* TASK TO COMPLETE: In the forex fraud text, what is the name of the free database the NFA offers?

* READING TEXT:
■ ■ ■ ■ ■ ■ ■

And although there are many success stories of rags to riches in the online currency trading market, there are just as many about those who have lost everything just as fast. And many have been defrauded.
Since the Commodity Future Modernization Act (CFMA) in December 2000, there have been 87 cases of forex fraud prosecuted by the U.S. Commodity Futures Trading Commission (CFTC), $115 million in restitution and $168 million in fines ordered and 24,600 victims of fx fraud, who lost a total of $380 million.
The [CFMA] did not extend regulation to the CFTC over the (forex) spot market in any way shape or form. What it did do is address the off-exchange forex market with respect to futures and options. But not the spot market.
The CFMA attempted to clarify the CFTC’s anti-forex fraud authority regarding retail forex futures and options trading. Entities acting as counterparties for retail forex futures and options transactions were required to register with the CFTC as futures commission merchants (FCM) and join the NFA, although some may be registered as other enumerated counterparties (e.g. broker-dealers through the National Association of Securities Dealers). The requirement however hinged on a definition of ‘futures.’
Platforms that can prove they offer spot and not futures fall outside that rule. Entities only registered as FCMs that act as counterparties to retail forex transactions are required to submit weekly and monthly financial reports to the NFA and are subject to regulatory audits. Thus monitoring for forex fraud.
The NFA also offers a free database, BASIC, which provides registration and membership information and shows regulatory actions brought against CFTC registrants by the CFTC, NFA or exchanges. It also lists NFA arbitration awards and CFTC reparations cases.

■ ■ ■ ■ ■ ■ ■

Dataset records

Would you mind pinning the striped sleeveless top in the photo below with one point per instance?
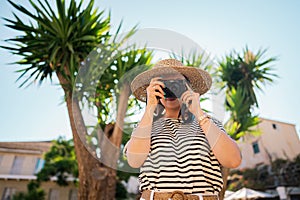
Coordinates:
(180, 158)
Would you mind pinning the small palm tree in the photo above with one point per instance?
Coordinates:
(240, 76)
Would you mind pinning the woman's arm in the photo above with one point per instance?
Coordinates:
(138, 146)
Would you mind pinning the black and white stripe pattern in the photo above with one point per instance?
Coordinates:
(180, 158)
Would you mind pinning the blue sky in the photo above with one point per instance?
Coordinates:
(38, 112)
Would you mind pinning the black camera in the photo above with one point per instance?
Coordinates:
(174, 88)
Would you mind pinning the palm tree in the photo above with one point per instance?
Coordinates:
(57, 42)
(240, 76)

■ ■ ■ ■ ■ ■ ■

* TASK OUTPUT: BASIC